23 février 2014
Je ne souhaite pas animer des ateliers d'écriture
J’ai beau avoir demandé la suppression de l’option ateliers d’écriture dans les différentes listes d’animations que je suis en mesure d’assurer et qui traînent sur quelques supports d’information paralittéraires, on m’a encore récemment proposé d’en animer un. Je persiste et signe : je ne souhaite pas animer des ateliers d’écriture.
Ceci dit, douillettement installé et bien planqué derrière l’écran de mon Mac en attendant que mon austère campagne de petite montagne fasse éclore quelques primevères, j’en organise un express dont voici le thème: revisitez la devise de la République (Liberté Égalité Fraternité) selon votre goût et vos priorités. Puisque c’est moi l’animateur ce soir (et c’est la dernière fois), je commence : Sécurité Libertés Politesse.
Sécurité parce que c’est la première chose qu’un état démocratique doit fournir au citoyen, Libertés au pluriel parce que ce mot n’a de sens qu’au pluriel et Politesse à la place de Fraternité parce que la politesse peut éventuellement déboucher sur un peu de fraternité.
Vous avez tout le temps que vous voulez et personne n’aura de mauvaise note. Si mon unique atelier d’écriture express marche, je suis impatient de connaître les résultats. S’il n’y a pas de résultats, cela ne m’empêchera pas de dormir. Pas de voyage en autocar grand tourisme ou de montre à fuseaux horaires à gagner mais, à la rigueur, ma considération distinguée (dans la limite des stocks disponibles).
00:16 Publié dans Et à part ça ? | Lien permanent | Commentaires (1) | Tags : atelier d'écriture, liberté, égalité, fraternité, sécuirité, libertés, politesse, animation, paralittéraire, christian cottet-emard, blog littéraire de christian cottet-emard, humeur, humour, considération distinguée
13 février 2014
Aventures d’une casquette magique
Pourquoi me suis-je un jour mis en tête d’écrire des histoires et d’en faire ma principale activité? Plusieurs réponses me viennent à l’esprit chaque fois que je m’interroge à ce sujet, signe que la raison principale de ce choix reste obscure.

********

**Énoncés:**
1. Relevez dans le billet sur les ateliers d'écriture les mots qui composent la devise proposée par l'auteur à la place de celle de la République.
2. Veuillez reproduire le passage du billet allant de « 23 février 2014 » jusqu'à « des ateliers d’écriture. ».

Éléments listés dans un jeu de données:
********

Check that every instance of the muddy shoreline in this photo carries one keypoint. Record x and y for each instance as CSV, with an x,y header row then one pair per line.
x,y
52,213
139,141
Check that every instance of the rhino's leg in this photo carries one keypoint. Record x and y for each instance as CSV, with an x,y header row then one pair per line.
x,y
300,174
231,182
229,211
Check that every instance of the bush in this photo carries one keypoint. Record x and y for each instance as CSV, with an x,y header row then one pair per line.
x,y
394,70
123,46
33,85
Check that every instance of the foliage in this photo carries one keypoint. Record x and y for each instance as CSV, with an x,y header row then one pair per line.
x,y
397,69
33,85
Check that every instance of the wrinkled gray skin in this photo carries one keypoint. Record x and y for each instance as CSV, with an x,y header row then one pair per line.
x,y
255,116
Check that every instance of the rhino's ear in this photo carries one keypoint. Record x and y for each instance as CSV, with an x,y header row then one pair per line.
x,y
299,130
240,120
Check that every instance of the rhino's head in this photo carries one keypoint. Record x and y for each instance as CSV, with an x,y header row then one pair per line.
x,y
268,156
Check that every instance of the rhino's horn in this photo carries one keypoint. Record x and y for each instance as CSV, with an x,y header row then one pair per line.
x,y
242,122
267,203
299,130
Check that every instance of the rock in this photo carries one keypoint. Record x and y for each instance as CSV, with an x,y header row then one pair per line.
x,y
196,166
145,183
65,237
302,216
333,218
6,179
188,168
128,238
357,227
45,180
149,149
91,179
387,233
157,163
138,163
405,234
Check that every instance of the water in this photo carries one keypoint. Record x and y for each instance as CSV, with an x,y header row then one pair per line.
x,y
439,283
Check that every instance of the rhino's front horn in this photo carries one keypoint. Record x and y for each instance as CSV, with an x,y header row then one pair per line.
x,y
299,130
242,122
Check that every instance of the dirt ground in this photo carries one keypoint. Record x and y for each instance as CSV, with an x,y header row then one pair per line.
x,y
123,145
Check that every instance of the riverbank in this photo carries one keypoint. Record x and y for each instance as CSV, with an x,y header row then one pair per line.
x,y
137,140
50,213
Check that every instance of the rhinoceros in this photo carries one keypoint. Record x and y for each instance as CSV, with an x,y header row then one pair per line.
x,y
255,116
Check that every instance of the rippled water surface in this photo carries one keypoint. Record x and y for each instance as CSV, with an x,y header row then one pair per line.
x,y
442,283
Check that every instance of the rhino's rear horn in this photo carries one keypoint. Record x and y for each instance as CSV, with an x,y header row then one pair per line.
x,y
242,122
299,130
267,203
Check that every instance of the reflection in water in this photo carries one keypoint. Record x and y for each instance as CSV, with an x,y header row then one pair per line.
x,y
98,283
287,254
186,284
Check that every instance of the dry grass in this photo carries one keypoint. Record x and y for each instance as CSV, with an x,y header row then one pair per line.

********

**Corrigé:**
1. Sécurité, Libertés, Politesse

2.
23 février 2014
Je ne souhaite pas animer des ateliers d'écriture
J’ai beau avoir demandé la suppression de l’option ateliers d’écriture dans les différentes listes d’animations que je suis en mesure d’assurer et qui traînent sur quelques supports d’information paralittéraires, on m’a encore récemment proposé d’en animer un. Je persiste et signe : je ne souhaite pas animer des ateliers d’écriture.